### Available records
#####

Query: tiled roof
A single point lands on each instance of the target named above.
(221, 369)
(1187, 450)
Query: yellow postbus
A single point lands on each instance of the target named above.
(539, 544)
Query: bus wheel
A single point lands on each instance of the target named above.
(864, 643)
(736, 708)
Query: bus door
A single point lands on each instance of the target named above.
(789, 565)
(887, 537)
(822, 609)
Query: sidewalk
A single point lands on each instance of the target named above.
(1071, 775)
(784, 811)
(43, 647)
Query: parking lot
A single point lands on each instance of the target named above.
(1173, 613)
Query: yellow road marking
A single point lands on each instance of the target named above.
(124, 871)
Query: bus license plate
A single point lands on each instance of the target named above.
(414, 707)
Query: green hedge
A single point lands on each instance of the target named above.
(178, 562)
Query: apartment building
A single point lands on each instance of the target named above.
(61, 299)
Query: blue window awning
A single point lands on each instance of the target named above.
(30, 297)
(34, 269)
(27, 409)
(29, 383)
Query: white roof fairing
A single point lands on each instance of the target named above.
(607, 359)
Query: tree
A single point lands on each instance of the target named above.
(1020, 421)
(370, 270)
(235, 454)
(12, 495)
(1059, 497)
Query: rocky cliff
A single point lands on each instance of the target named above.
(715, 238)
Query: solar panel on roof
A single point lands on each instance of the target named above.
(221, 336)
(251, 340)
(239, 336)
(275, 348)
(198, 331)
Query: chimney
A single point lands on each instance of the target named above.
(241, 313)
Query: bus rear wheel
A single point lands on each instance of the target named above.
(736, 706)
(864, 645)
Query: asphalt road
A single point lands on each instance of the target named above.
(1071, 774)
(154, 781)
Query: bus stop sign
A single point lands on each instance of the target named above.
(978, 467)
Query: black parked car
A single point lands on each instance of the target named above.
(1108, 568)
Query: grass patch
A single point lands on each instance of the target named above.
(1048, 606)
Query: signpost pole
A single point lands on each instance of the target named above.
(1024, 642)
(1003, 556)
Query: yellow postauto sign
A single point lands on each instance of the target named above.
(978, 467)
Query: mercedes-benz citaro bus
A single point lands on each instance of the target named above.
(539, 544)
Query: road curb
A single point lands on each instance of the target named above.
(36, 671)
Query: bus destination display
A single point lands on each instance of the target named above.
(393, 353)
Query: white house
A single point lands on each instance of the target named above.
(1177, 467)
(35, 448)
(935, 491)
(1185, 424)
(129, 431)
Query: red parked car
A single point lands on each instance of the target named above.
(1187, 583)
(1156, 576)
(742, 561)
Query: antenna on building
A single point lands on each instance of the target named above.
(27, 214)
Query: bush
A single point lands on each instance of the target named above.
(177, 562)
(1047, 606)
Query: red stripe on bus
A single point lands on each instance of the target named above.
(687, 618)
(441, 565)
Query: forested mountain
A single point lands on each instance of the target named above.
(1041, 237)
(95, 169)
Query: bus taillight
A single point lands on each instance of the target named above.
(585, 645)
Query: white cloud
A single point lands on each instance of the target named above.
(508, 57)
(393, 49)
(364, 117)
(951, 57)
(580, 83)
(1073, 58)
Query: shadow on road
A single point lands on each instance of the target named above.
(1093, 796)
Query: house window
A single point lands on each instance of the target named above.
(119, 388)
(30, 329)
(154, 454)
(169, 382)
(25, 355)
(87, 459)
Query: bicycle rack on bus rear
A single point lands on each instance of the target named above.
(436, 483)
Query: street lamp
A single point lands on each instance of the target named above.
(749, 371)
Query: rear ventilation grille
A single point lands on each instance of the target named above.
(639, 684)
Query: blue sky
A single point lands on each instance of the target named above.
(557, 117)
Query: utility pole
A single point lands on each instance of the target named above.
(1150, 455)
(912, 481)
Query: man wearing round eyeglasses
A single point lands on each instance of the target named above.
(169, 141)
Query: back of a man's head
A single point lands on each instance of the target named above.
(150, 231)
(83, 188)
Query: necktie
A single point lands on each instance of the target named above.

#####

### Assignment
Scan the lines above for the word "rear" and copy every one where it occurs.

### Finished task
Query: bus rear wheel
Query: bicycle rack on bus rear
Query: rear ventilation grille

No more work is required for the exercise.